EURUSD Weekly Outlook: Why More Downtrend Likely and What Drivers Will Decide
by Cliff Wachtel, FX Empire
FX Traders’ weekly EURUSD fundamental & technical picture, this week’s market drivers that could change it, & how Monday trading volume is a Super Bowl indicator.
The following is a partial summary of the conclusions from the fxempire.com weekly analysts‘ meeting in which we share thoughts about what’s driving major global asset markets. The focus here is on the EURUSD’s weekly outlook for forex traders, from both a fundamental and technical perspective.
EURUSD Weekly Outlook: Bias Flat/Lower
USD strengthens versus Euro, the technical picture and its underlying fundamentals suggest more downside
-Technical: Break below 5 month old support of 1.35 zone, four week downtrend, downward technical momentum on daily and weekly charts, weekly chart shows EURUSD near the double Bollinger band sell zone.
-Fundamental: USD risk aversion appeal from China, Emerging Markets, taper-related global tightening fears point to further test of support this week
-Top EURUSD market movers this week that will decide the pairs’ fate
Fading Risk Appetite: Technical Picture
After a month of consolidation in a tight trading range of the S&P 500, our preferred risk appetite gauge, the index bent. Given the drop in risk appetite of the past 2 weeks, it’s no surprise that the EURUSD resumed its 4 week downtrend.

**GIVEN PROBLEM 1:**
In the EURUSD outlook, restate the paragraph beginning "After a month of consolidation" more briefly, keeping its main facts.

Excerpts from segmentation records:
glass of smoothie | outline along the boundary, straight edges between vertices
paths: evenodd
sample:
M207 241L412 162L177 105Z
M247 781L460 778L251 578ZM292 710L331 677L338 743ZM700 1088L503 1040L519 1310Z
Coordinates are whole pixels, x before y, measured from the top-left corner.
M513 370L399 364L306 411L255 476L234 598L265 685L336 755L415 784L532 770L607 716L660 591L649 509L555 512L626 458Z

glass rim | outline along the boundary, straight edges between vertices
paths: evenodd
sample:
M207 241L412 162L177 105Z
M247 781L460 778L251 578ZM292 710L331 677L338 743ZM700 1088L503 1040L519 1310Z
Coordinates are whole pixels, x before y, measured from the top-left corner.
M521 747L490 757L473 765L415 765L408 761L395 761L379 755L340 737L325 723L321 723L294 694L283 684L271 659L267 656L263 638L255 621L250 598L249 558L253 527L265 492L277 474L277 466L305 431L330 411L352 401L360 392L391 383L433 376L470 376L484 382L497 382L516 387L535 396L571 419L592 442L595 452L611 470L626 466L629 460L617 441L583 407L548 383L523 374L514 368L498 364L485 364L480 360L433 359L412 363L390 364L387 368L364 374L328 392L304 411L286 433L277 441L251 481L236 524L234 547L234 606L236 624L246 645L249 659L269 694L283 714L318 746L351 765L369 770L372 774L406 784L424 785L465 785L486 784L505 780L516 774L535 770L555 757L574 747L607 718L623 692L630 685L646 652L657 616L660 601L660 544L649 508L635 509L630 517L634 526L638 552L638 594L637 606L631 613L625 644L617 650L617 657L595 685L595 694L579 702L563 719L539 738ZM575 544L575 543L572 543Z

**GIVEN PROBLEM 2:**
Format the stretch of the records from the start through the line containing "M513 370L399 364L306" as a JSON list of strings, one per line, leaving out blank lines.

**FULL ANSWER 1:**
The S&P 500, the preferred gauge of risk appetite, bent after a month of tight-range consolidation. With risk appetite falling over the past 2 weeks, the EURUSD resumed its 4-week downtrend.

**FULL ANSWER 2:**
[
  "glass of smoothie | outline along the boundary, straight edges between vertices",
  "paths: evenodd",
  "sample:",
  "M207 241L412 162L177 105Z",
  "M247 781L460 778L251 578ZM292 710L331 677L338 743ZM700 1088L503 1040L519 1310Z",
  "Coordinates are whole pixels, x before y, measured from the top-left corner.",
  "M513 370L399 364L306 411L255 476L234 598L265 685L336 755L415 784L532 770L607 716L660 591L649 509L555 512L626 458Z"
]